Count the lines in the entries below that contain the word "clicks". Reply with that number alone.

== Segment start ==

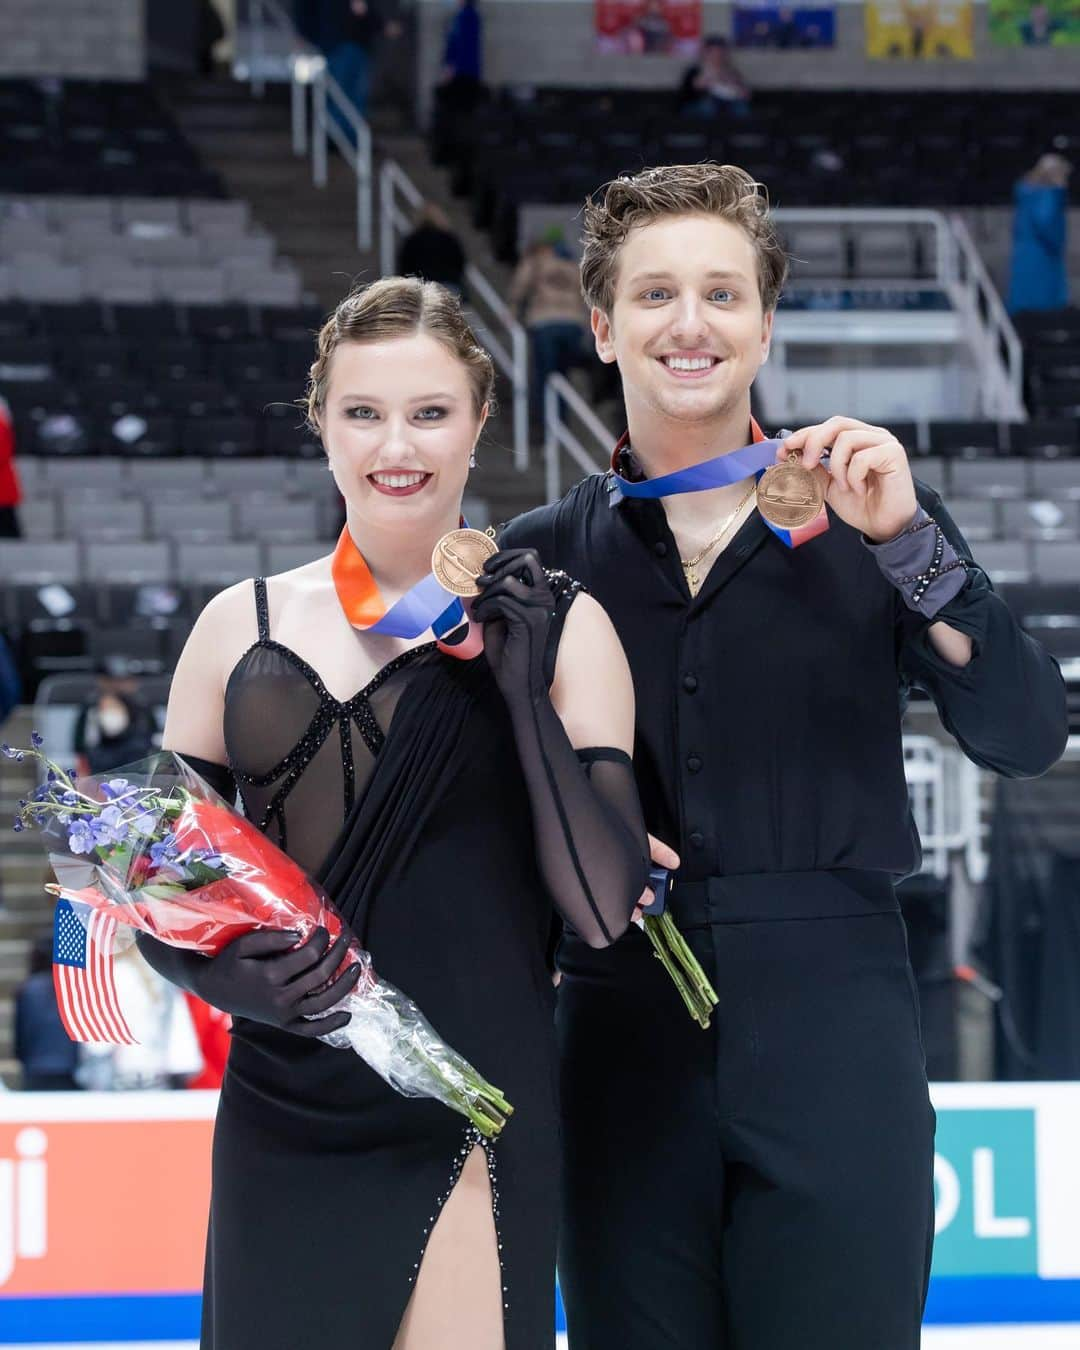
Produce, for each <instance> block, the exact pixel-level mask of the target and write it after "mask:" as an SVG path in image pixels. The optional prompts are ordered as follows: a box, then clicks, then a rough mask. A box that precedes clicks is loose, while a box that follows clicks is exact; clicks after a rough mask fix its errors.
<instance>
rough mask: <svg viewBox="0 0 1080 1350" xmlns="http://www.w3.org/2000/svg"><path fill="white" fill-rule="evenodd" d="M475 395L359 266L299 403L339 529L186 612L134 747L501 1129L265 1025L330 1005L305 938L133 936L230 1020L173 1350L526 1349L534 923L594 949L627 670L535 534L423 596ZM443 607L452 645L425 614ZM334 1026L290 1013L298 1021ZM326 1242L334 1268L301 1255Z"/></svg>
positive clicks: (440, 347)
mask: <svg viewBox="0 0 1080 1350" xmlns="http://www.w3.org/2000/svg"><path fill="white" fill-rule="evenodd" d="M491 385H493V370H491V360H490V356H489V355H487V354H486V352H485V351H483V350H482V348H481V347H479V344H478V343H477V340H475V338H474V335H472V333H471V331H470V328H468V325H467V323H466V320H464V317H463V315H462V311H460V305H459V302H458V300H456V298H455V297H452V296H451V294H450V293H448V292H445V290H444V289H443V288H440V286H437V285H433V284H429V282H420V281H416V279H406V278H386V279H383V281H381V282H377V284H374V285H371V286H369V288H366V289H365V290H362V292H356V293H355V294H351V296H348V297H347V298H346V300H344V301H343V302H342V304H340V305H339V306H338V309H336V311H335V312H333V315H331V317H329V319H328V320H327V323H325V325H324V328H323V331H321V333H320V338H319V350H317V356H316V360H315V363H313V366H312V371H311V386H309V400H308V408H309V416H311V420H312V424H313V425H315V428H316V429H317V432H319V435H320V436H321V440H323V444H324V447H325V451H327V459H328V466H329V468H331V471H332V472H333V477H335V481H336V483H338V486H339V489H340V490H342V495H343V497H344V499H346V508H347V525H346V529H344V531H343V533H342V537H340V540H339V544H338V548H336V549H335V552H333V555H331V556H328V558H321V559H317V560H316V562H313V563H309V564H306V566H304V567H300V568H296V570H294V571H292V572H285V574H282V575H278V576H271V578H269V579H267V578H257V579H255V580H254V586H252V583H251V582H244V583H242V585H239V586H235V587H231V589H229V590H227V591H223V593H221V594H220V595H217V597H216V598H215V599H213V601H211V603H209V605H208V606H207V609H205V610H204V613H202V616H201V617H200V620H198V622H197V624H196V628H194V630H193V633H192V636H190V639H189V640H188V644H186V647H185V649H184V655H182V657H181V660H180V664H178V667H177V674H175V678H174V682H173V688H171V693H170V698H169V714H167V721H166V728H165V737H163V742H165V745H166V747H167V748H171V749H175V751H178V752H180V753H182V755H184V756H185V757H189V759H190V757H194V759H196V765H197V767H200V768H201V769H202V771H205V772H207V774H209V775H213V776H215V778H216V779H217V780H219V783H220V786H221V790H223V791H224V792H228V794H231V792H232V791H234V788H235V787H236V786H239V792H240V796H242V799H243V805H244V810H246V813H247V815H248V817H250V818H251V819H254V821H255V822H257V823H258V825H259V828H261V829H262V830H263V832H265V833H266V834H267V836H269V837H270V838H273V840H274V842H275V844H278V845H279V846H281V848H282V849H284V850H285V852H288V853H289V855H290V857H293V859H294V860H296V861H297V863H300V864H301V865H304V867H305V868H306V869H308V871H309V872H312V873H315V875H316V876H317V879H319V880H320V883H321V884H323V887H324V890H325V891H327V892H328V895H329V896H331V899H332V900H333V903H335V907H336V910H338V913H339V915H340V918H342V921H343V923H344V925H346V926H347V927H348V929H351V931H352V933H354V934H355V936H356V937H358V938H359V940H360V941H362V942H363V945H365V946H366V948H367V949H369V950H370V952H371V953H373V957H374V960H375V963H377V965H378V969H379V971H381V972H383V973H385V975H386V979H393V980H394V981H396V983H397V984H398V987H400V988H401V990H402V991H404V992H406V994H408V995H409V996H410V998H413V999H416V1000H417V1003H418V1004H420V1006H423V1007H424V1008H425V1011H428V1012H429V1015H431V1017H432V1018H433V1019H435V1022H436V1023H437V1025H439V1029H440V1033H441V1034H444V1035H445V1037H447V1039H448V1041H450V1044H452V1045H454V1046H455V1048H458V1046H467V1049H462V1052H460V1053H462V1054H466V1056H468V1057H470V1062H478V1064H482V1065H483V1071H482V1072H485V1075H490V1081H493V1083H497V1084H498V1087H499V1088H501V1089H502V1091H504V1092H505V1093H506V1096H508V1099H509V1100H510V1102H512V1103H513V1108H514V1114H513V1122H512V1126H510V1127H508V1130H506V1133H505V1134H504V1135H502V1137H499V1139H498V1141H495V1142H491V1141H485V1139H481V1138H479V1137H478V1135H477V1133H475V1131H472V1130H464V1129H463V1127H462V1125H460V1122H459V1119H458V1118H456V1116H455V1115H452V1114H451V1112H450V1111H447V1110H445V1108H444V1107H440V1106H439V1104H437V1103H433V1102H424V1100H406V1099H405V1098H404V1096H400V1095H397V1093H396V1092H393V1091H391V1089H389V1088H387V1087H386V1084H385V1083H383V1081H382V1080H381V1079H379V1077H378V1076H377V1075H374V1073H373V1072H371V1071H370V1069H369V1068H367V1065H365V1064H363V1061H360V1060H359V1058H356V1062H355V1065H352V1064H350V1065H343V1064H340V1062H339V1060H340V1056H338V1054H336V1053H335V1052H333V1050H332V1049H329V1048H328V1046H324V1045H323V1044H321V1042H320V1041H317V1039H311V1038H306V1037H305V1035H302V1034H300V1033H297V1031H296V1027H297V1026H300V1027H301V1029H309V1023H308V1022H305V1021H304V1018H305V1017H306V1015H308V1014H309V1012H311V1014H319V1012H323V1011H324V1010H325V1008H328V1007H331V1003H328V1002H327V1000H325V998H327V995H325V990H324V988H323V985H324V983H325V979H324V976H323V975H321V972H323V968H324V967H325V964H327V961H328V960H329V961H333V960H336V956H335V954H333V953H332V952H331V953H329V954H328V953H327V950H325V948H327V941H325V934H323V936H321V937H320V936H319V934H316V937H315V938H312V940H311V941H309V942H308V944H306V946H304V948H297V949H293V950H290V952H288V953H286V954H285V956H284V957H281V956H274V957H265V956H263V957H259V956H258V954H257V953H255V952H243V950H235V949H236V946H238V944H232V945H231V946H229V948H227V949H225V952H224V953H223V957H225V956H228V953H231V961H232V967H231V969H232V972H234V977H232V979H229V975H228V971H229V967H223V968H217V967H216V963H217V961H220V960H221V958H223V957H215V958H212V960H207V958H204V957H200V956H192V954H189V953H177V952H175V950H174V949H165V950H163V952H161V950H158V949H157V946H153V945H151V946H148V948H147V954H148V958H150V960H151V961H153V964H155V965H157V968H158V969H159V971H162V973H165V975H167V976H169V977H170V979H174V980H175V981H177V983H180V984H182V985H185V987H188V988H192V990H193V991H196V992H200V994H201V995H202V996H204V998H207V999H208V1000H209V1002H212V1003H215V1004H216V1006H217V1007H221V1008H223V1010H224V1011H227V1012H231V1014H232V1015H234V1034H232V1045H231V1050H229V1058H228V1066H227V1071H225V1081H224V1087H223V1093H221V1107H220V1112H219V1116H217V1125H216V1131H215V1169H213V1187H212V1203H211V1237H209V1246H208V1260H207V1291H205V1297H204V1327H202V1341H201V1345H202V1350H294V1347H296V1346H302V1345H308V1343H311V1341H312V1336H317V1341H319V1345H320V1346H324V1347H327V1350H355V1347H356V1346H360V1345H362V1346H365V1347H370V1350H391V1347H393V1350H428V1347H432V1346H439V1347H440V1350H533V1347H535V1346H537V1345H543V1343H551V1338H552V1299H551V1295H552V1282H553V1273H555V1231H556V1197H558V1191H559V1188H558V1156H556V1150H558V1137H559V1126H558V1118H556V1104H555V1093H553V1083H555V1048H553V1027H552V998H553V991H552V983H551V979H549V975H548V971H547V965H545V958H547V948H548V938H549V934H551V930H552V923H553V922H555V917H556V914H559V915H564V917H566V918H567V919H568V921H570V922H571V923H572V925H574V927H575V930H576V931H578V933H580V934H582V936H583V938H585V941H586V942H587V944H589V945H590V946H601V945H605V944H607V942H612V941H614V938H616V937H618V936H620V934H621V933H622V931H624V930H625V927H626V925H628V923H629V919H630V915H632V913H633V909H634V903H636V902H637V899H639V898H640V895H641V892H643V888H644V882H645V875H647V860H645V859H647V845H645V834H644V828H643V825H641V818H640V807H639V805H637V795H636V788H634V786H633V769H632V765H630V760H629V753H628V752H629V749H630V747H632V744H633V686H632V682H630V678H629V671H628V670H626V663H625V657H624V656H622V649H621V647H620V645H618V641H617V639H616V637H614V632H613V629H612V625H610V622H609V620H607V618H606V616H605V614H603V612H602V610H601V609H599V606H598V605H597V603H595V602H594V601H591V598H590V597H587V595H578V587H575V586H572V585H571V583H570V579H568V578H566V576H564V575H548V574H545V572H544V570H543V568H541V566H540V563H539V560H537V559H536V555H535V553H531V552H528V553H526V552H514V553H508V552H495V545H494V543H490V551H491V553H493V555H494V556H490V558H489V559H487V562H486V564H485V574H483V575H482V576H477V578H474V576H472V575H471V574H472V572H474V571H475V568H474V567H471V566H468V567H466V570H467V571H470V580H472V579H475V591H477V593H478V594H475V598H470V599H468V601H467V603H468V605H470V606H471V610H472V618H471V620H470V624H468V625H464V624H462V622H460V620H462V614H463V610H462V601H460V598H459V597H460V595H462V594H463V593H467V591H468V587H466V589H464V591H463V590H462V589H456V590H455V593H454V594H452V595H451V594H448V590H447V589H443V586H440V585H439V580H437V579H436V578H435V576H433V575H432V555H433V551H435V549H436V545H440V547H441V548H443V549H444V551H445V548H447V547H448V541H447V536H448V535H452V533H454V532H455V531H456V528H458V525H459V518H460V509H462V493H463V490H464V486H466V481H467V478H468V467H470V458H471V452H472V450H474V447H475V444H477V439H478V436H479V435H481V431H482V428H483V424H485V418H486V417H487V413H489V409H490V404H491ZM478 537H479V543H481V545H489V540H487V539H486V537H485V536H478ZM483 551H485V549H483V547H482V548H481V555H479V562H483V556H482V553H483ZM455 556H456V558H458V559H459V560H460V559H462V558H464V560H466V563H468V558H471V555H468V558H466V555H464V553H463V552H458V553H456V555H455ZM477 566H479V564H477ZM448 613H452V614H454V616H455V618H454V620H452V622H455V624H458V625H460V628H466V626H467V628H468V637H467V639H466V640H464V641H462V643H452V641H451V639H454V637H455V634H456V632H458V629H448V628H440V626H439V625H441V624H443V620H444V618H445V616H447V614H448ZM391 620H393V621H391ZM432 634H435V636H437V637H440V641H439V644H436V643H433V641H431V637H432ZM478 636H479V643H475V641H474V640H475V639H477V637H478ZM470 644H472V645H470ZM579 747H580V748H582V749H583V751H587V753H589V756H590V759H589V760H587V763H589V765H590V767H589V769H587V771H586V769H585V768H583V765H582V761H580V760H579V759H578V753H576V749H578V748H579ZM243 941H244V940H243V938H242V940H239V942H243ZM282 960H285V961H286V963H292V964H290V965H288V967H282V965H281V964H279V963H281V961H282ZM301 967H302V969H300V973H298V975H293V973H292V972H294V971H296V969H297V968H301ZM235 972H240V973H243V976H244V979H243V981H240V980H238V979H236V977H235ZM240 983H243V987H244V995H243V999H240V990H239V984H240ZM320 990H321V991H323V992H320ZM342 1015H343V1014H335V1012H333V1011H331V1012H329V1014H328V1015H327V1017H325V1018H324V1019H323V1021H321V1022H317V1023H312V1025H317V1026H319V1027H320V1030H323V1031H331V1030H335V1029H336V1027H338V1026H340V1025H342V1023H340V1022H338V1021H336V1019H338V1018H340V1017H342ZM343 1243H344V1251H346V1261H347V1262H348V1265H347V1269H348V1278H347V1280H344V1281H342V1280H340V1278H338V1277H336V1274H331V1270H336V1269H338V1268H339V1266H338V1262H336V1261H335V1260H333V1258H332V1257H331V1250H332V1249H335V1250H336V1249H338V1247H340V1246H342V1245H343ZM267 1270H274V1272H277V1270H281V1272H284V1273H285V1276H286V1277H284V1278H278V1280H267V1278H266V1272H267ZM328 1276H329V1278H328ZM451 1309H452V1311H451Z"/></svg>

== Segment end ==

**REPLY**
2